======== BACAAN ========

Air terjun kedua dengan bentuk batuan yang sepertinya sengaja dibentuk.

 

Menurutku kok bentuk batuan di sekeliling air terjun yang kedua ini seperti dibentuk gitu yah? Bisa mulus mirip kotak gitu. Lokasinya menurutku cocok untuk motret model. Di dekat air terjun yang kedua ada lubuk yang sepertinya dalam.

 


Lubuk yang cukup dalam. Memungkinkan untuk berenang di sini.

 

Rute Pulang yang Enak

Pukul 10.00 siang aku buru-buru meninggalkan lokasi. Sebab, cuacanya sudah mulai mendung. Takut kalau hujan.

 

Nah, berhubung sepertinya kalau balik lagi ke Mangunan itu bakal ketemu tanjakannya yang menyiksa dengkul, jadi aku memilih untuk mengikuti jalan raya saja. Kata warga sekitar sih bisa tembus sampai ke Pathuk. Beneran?

 


Kalau salah jalan, bisa-bisa nyasar sampai Wonosari.

======== BAHAN YANG DITAMPILKAN ========

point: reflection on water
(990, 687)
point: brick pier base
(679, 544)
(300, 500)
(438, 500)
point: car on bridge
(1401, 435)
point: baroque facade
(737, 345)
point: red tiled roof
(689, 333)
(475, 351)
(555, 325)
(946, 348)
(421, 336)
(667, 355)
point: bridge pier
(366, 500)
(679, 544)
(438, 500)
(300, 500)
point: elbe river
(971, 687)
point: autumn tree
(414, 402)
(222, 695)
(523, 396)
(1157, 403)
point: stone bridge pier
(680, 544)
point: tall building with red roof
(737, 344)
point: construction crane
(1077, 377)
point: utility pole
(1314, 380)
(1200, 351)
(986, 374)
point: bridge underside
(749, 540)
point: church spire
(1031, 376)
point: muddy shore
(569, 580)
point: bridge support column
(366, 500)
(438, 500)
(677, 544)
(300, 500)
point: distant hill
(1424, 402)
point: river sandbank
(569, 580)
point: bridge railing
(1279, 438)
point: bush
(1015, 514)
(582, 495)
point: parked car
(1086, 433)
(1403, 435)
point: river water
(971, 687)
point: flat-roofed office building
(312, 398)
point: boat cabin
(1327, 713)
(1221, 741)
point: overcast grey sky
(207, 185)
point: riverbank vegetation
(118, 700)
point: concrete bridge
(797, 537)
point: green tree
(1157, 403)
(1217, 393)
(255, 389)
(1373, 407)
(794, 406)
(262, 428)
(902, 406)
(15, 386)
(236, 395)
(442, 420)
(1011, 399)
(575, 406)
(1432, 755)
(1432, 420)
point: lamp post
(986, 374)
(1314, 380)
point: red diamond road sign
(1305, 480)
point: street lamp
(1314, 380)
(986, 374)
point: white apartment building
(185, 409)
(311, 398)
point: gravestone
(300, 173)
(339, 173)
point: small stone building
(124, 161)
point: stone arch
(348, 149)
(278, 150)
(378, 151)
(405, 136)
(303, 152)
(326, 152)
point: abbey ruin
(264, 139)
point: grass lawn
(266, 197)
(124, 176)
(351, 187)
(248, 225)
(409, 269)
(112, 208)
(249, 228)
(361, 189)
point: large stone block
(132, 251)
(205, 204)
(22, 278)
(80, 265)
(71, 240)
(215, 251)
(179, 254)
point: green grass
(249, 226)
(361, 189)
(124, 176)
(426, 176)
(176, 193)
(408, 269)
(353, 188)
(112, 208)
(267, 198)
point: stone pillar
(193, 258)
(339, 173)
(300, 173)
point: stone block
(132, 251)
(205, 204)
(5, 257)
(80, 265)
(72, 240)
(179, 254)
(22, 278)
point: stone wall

========

# TUGAS LATIHAN
Tulis ulang persis bagian bacaan tentang air terjun di atas, dari "Rute Pulang yang" sampai "ke Pathuk. Beneran?", kedua ujungnya ikut ditulis.

# JAWABAN YANG BENAR
Rute Pulang yang Enak

Pukul 10.00 siang aku buru-buru meninggalkan lokasi. Sebab, cuacanya sudah mulai mendung. Takut kalau hujan.

 

Nah, berhubung sepertinya kalau balik lagi ke Mangunan itu bakal ketemu tanjakannya yang menyiksa dengkul, jadi aku memilih untuk mengikuti jalan raya saja. Kata warga sekitar sih bisa tembus sampai ke Pathuk. Beneran?